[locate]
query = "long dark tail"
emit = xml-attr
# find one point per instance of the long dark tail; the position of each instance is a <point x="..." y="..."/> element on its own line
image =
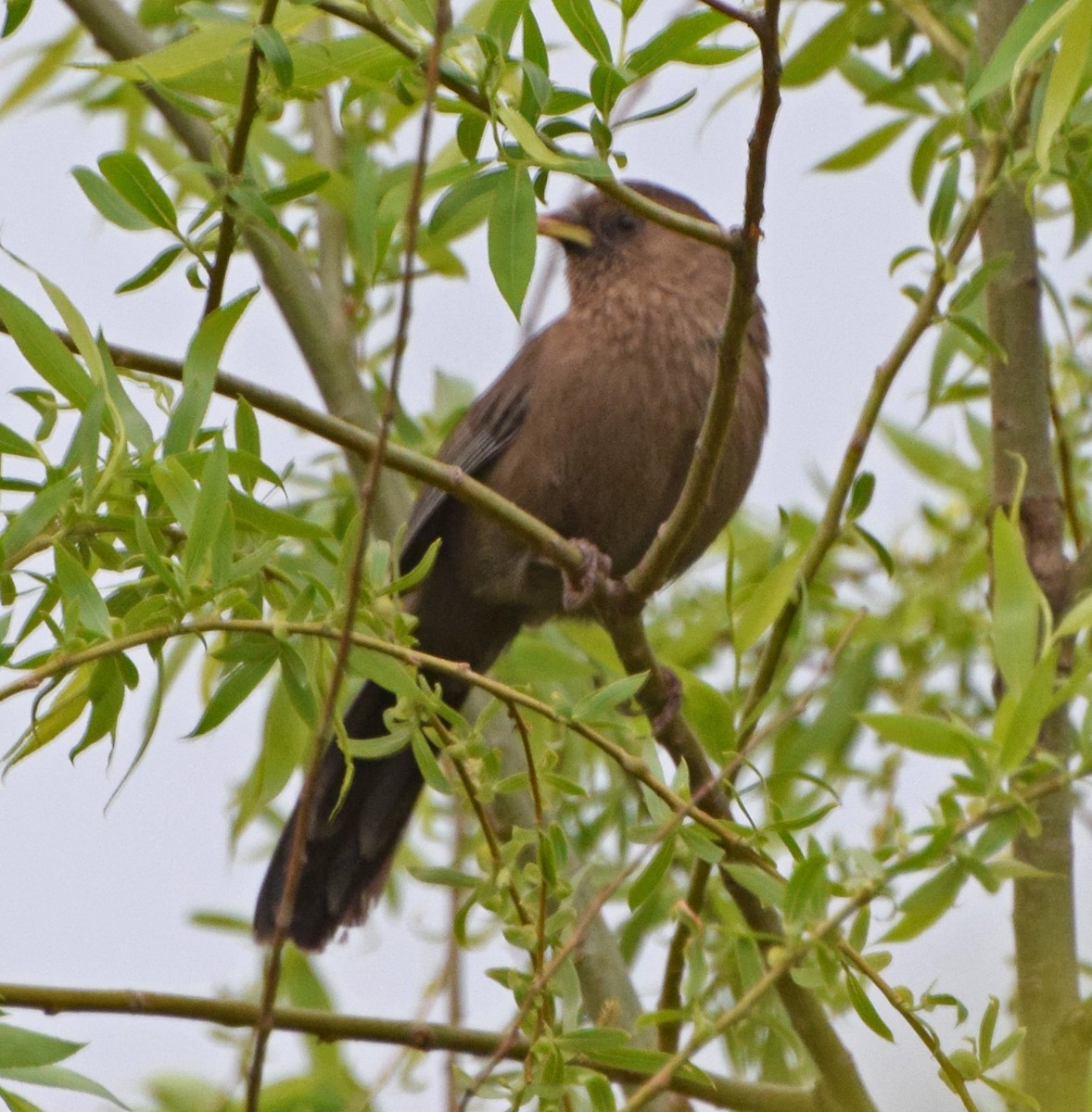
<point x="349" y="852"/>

——————

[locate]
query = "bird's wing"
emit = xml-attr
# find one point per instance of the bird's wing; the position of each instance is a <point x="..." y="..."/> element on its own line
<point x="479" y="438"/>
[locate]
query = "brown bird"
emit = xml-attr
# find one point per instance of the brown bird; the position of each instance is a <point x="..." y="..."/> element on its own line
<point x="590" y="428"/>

——————

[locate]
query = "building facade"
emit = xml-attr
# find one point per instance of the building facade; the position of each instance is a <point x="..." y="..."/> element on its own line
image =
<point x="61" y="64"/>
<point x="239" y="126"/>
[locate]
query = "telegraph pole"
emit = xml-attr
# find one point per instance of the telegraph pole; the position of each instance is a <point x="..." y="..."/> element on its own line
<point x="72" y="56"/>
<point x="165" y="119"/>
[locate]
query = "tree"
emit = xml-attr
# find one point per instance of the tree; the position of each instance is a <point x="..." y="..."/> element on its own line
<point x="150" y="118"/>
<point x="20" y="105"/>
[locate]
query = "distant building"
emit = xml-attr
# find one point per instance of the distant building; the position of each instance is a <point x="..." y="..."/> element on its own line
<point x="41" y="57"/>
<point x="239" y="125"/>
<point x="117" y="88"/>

——————

• **Requirements**: Pick out and copy every line in the records above that contains the word "each".

• **Output of the exercise**:
# find one point per instance of the long dark tail; the position of each instance is a <point x="..." y="..."/> element on its own line
# find one point per instance of the bird's wing; the position of each instance is a <point x="..." y="..."/> element on its own line
# find one point per instance of the brown bird; the position of each instance is a <point x="..." y="..."/> element on its own line
# find one point per instance of the building facade; the position of each instance is a <point x="..." y="..."/> element on its own line
# find one point per instance of the telegraph pole; the position of each instance is a <point x="..." y="..."/> element on its own line
# find one point per instance of the tree; the position of each instance is a <point x="..." y="..."/> element on its own line
# find one point per instance of the distant building; the position of each instance is a <point x="..." y="..."/> element on its own line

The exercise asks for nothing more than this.